**ASSIGNED TASK**
Retype, exactly as they appear below, the lines between the line holding "the green lawn" and the line holding "the green glass", both ends included.

**RECORD EXTRACTS**
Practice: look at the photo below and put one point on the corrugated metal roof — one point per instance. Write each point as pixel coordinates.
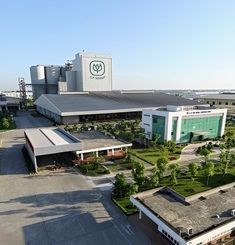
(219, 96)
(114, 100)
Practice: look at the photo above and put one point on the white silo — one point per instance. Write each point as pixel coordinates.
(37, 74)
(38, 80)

==

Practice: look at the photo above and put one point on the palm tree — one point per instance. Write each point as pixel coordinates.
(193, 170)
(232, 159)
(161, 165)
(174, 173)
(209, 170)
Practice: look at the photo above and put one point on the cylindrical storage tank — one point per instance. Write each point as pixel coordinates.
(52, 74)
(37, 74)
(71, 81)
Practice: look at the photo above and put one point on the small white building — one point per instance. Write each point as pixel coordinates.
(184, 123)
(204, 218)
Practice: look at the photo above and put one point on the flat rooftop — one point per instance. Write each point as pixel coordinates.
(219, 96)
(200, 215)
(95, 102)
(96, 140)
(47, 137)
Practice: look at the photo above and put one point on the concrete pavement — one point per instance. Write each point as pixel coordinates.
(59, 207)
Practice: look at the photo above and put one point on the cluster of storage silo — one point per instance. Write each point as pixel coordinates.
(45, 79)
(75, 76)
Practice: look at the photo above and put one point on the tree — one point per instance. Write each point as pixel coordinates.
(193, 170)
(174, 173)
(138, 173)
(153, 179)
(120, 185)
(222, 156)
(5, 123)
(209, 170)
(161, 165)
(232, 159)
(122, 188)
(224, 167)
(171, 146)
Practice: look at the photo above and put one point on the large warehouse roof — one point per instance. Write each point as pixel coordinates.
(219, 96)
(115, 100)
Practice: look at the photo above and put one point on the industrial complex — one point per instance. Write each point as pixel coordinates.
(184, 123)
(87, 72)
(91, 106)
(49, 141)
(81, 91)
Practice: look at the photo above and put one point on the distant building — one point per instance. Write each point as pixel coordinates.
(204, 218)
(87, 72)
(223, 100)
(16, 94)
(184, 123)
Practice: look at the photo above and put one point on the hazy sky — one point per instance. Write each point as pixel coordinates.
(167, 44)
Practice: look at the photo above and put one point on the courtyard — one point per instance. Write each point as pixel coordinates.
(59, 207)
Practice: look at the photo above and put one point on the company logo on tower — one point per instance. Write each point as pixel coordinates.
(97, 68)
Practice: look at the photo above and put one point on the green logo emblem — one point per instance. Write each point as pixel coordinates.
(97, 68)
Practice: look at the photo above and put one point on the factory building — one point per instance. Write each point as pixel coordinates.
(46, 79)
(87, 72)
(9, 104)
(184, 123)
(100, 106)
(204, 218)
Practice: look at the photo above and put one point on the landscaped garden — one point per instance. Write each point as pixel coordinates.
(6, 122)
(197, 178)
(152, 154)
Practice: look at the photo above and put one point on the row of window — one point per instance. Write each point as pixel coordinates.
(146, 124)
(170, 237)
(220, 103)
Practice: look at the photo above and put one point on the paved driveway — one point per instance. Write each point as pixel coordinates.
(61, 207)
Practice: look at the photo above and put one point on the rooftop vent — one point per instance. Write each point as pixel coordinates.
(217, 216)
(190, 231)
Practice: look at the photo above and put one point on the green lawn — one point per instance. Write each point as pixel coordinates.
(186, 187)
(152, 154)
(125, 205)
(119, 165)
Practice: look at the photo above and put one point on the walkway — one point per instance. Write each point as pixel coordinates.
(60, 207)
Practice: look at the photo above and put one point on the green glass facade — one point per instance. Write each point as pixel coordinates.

**COMPLETED EXERCISE**
Practice: look at the photo above and put one point on the green lawn — one point per instance. Write each point as pixel coordinates.
(186, 187)
(152, 154)
(125, 205)
(119, 165)
Practice: look at the photo above and put one point on the walkway — one point per instance. Write each point as pixel coordinates.
(60, 207)
Practice: look at the photo above and put one point on the green glass facade — one point per instance. Write each point as pixel coordinates.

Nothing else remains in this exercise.